__WHAT THE TASK REQUIRES__
Retrieve all lines below that have the string "picture".

Free-text object descriptions
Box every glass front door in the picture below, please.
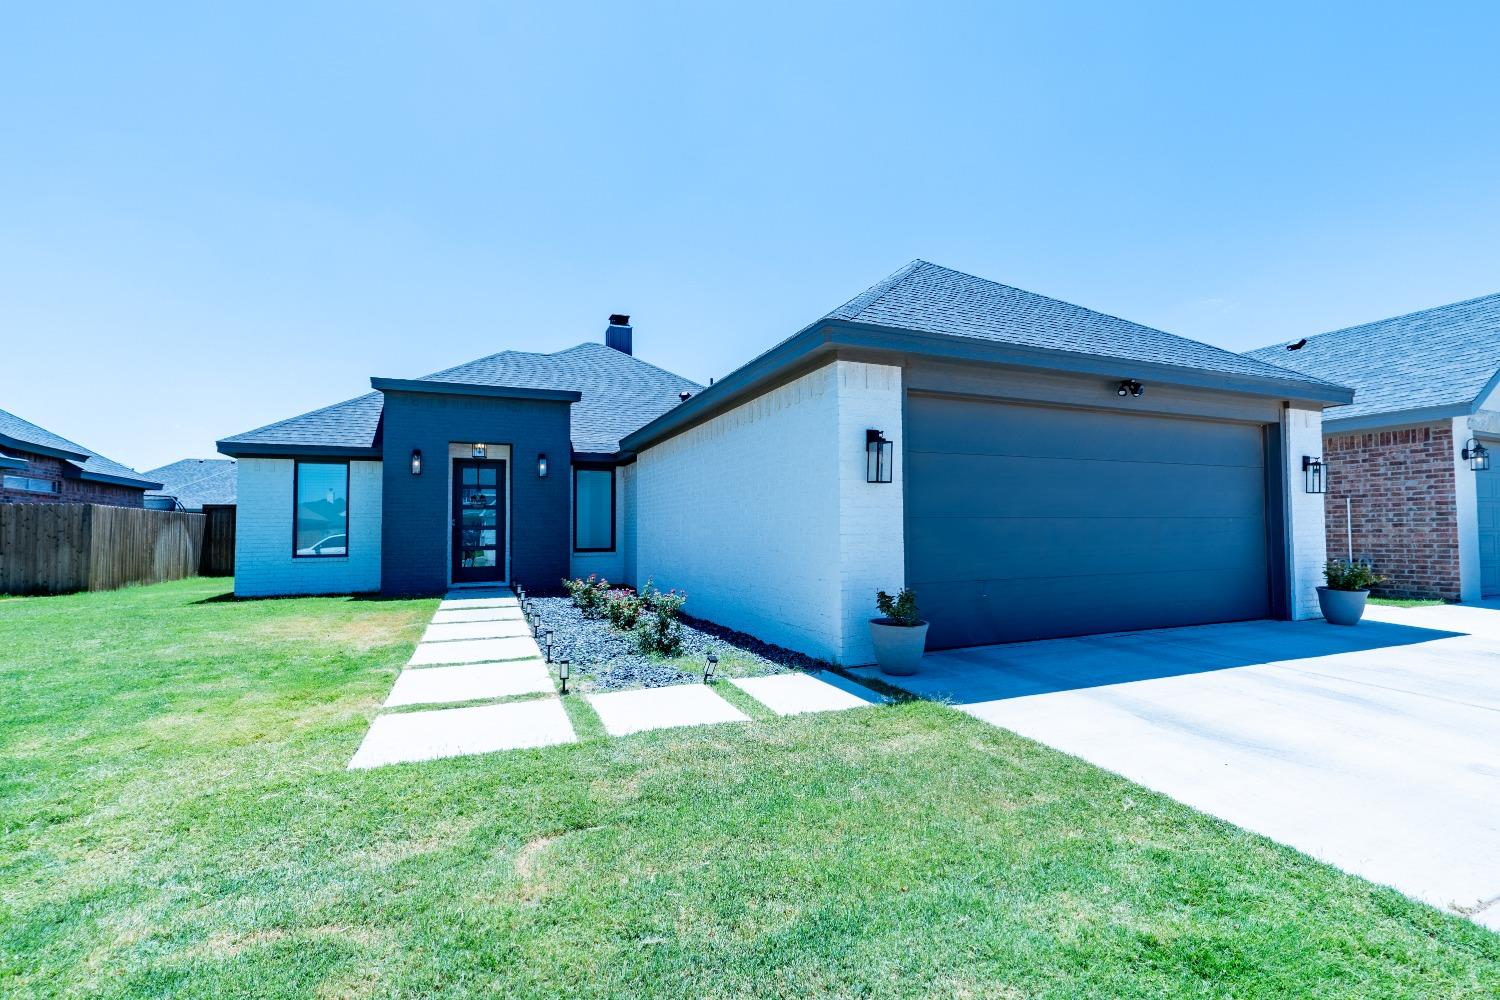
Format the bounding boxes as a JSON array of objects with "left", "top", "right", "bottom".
[{"left": 451, "top": 459, "right": 506, "bottom": 583}]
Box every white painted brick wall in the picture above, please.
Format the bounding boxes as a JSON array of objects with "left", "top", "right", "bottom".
[
  {"left": 234, "top": 458, "right": 383, "bottom": 596},
  {"left": 635, "top": 360, "right": 904, "bottom": 663},
  {"left": 1284, "top": 407, "right": 1327, "bottom": 619}
]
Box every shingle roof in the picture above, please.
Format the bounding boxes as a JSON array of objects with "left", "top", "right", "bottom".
[
  {"left": 0, "top": 407, "right": 160, "bottom": 489},
  {"left": 218, "top": 343, "right": 700, "bottom": 457},
  {"left": 425, "top": 342, "right": 701, "bottom": 453},
  {"left": 144, "top": 458, "right": 237, "bottom": 510},
  {"left": 1244, "top": 292, "right": 1500, "bottom": 425},
  {"left": 830, "top": 260, "right": 1341, "bottom": 387}
]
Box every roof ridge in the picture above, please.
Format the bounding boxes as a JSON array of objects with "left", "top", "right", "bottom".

__ANSWER SPACE__
Box every glass front door in the picture below, please.
Box every white painted brick wall in the picture above, please.
Box every shingle roof in the picture above, please.
Box every roof ridge in the picture above, please.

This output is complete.